Given data:
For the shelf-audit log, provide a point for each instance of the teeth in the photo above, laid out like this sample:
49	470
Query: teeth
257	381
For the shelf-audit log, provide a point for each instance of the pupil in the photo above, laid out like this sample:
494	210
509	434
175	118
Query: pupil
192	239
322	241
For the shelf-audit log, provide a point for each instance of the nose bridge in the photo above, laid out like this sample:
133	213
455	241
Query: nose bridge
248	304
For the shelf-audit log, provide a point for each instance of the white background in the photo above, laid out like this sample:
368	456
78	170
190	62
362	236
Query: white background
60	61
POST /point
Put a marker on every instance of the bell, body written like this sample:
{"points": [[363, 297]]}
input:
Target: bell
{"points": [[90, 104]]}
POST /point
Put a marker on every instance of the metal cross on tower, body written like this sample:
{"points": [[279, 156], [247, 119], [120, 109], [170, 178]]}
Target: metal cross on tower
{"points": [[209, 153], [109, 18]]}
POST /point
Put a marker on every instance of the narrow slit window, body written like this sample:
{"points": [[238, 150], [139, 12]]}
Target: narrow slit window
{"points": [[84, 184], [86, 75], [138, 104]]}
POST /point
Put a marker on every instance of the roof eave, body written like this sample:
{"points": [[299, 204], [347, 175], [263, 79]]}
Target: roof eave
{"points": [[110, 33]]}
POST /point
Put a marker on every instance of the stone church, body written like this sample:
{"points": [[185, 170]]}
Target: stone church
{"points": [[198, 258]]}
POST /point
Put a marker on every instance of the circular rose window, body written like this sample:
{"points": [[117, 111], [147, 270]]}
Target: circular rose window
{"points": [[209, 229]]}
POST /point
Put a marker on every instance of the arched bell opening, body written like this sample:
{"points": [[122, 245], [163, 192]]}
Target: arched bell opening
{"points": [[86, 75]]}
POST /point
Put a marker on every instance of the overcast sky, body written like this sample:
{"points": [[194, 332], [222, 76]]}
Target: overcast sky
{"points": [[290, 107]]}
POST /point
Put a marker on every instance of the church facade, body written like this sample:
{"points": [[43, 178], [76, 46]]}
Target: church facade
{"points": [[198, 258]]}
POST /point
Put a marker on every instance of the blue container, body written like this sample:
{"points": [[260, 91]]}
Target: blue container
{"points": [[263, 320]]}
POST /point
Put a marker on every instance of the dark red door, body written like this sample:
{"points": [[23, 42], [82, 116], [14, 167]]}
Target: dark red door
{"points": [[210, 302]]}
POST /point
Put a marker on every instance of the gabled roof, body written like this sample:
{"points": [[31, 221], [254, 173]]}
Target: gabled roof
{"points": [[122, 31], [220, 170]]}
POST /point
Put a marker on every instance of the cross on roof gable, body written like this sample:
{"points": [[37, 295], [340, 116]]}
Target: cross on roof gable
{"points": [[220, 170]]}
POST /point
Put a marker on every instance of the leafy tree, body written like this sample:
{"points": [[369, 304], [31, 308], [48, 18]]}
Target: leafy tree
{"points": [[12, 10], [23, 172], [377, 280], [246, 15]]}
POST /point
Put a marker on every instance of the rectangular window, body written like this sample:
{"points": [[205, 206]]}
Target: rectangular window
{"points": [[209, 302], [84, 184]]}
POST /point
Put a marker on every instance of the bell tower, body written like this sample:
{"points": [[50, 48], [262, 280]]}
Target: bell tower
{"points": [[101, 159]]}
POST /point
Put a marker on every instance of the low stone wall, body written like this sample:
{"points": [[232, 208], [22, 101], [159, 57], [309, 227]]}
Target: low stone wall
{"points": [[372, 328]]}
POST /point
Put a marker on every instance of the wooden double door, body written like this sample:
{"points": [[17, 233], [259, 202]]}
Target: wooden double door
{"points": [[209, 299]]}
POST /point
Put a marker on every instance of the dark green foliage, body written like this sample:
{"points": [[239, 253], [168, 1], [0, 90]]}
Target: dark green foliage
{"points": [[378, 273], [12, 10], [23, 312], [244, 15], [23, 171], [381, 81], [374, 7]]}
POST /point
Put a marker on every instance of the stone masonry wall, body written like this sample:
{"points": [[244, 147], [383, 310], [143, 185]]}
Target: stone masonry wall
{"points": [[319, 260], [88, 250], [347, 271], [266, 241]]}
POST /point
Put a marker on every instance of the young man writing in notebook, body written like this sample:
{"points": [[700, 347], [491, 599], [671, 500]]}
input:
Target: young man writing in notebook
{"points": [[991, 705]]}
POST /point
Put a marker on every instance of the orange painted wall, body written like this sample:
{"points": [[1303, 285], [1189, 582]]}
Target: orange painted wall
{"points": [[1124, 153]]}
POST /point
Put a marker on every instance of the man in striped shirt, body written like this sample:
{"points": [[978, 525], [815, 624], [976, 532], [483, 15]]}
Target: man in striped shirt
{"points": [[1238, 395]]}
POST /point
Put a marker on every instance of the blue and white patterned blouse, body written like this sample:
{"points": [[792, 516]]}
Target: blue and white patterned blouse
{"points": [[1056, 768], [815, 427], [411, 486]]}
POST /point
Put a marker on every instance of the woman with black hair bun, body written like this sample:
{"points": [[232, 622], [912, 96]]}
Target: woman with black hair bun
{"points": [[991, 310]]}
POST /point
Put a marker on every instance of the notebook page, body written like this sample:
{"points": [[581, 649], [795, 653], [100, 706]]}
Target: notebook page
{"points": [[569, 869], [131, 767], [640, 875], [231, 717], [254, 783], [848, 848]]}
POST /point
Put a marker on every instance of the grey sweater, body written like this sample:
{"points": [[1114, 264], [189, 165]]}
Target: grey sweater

Given problem:
Print every entry exactly as it appears.

Solved problem:
For the shelf-audit log, provide a point for each instance of the teeth in the photo above, laid out like this sample:
49	470
Query: teeth
257	381
For the shelf-audit log, provide a point for each instance of the pupil in the photo above, laid out like this sample:
494	210
509	434
175	118
Query: pupil
192	239
322	241
For the shelf-audit log, provide a point for each instance of the nose bridge in the photo above, laid out like this sample:
133	213
455	241
Query: nose bridge
248	304
For the shelf-audit log, provide a point for each instance of the white background in the photo above, laid out like this sample:
368	456
78	170
190	62
362	236
Query: white background
60	61
POST /point
Put a marker on every instance of the bell, body written like this sample:
{"points": [[363, 297]]}
input:
Target: bell
{"points": [[90, 104]]}
POST /point
Put a marker on every instance of the metal cross on tower, body written like this sample:
{"points": [[279, 156], [247, 119], [120, 109], [170, 178]]}
Target: metal cross on tower
{"points": [[209, 153], [109, 18]]}
POST /point
Put a marker on every instance of the narrow slit window, body written like this sample:
{"points": [[238, 150], [139, 12]]}
Target: narrow slit window
{"points": [[84, 184], [86, 75], [138, 104]]}
POST /point
Put a marker on every instance of the roof eave, body written like this sample:
{"points": [[299, 204], [347, 175], [263, 79]]}
Target: roof eave
{"points": [[110, 33]]}
POST /point
Put a marker on every instance of the stone church, body written like this sample:
{"points": [[185, 170]]}
Target: stone church
{"points": [[198, 258]]}
POST /point
Put a marker on every instance of the circular rose window, body written like this sample:
{"points": [[117, 111], [147, 270]]}
Target: circular rose window
{"points": [[209, 229]]}
POST /point
Put a marker on every instance of the arched bell opening, body written like this sample:
{"points": [[122, 245], [163, 192]]}
Target: arched bell opening
{"points": [[86, 75]]}
POST /point
Put a marker on every instance of the overcast sky, body written like this sample:
{"points": [[194, 332], [222, 76]]}
Target: overcast sky
{"points": [[290, 107]]}
POST /point
Put a marker on every instance of the church facade, body written like this sample:
{"points": [[43, 178], [76, 46]]}
Target: church facade
{"points": [[198, 258]]}
POST /point
Put a marker on every instance of the blue container, body written like this sample:
{"points": [[260, 91]]}
Target: blue container
{"points": [[263, 320]]}
POST /point
Put a marker on every instance of the dark red door, body written like this sample:
{"points": [[23, 42], [82, 116], [14, 167]]}
Target: dark red door
{"points": [[210, 302]]}
POST /point
Put a marker on every instance of the gabled roof, body written like this sample:
{"points": [[31, 221], [254, 173]]}
Target: gabled roof
{"points": [[122, 31], [220, 170]]}
POST /point
Put a marker on every instance of the cross on roof gable, body written like this sample:
{"points": [[37, 295], [340, 116]]}
Target: cross on roof gable
{"points": [[220, 170]]}
POST /point
Put a marker on every instance of the leafy tree, body written like this sample:
{"points": [[369, 304], [31, 308], [48, 18]]}
Target: leafy tree
{"points": [[12, 10], [23, 172], [377, 280], [246, 15]]}
POST /point
Put a marker on every instance of the rectangular window, body written like this sample:
{"points": [[205, 206]]}
Target: rectangular window
{"points": [[209, 302], [84, 184]]}
POST /point
Put a marker on every instance of the bell tower, body written like this sample:
{"points": [[50, 48], [262, 280]]}
Target: bell tower
{"points": [[101, 159]]}
POST /point
Put a marker on every instance of the low stone wall, body written like this sample:
{"points": [[232, 208], [22, 101], [159, 57], [309, 227]]}
Target: low stone wall
{"points": [[372, 328]]}
POST /point
Put a marker on every instance of the wooden double door, body written like this sample:
{"points": [[17, 233], [259, 202]]}
Target: wooden double door
{"points": [[209, 299]]}
POST /point
Put a marker on every instance of the dark green foliage, body written like this sample:
{"points": [[239, 253], [168, 1], [0, 90]]}
Target: dark green foliage
{"points": [[378, 273], [12, 10], [23, 312], [244, 15], [23, 171], [381, 81], [374, 7]]}
POST /point
Put a marker on every instance of the stone masonry wall, body written like this sample:
{"points": [[244, 147], [383, 310], [143, 185]]}
Target: stone masonry wall
{"points": [[319, 260], [88, 250], [347, 271], [266, 241]]}
POST /point
Put a marker on every instance of the young man writing in notebook, body written like this sample:
{"points": [[700, 347], [491, 599], [671, 500]]}
input:
Target: young man writing in notebook
{"points": [[991, 705]]}
POST /point
Put a marker on every instance of the orange painted wall, body written like this sample:
{"points": [[1303, 285], [1189, 582]]}
Target: orange painted wall
{"points": [[1124, 153]]}
POST /point
Put a marker on every instance of the man in striped shirt, body written like this sample:
{"points": [[978, 525], [815, 624], [976, 532], [483, 15]]}
Target: man in striped shirt
{"points": [[1238, 395]]}
POST /point
Put a marker on every instance of the blue and white patterned blouse, body written like this sample:
{"points": [[792, 516]]}
Target: blue and white patterned blouse
{"points": [[1056, 768], [815, 427], [411, 486]]}
POST /point
Put a marker on every instance of the woman with black hair bun, body written like this sample:
{"points": [[232, 622], [912, 96]]}
Target: woman with black hair bun
{"points": [[991, 310]]}
POST /point
Put a marker on every instance of the notebook page, body written like this sample:
{"points": [[581, 649], [795, 653], [100, 706]]}
Target: notebook page
{"points": [[569, 869], [131, 767], [640, 875], [231, 717], [254, 783], [848, 848]]}
POST /point
Put a marker on every instance of the grey sweater, body written like this sample:
{"points": [[1114, 264], [189, 165]]}
Target: grey sweater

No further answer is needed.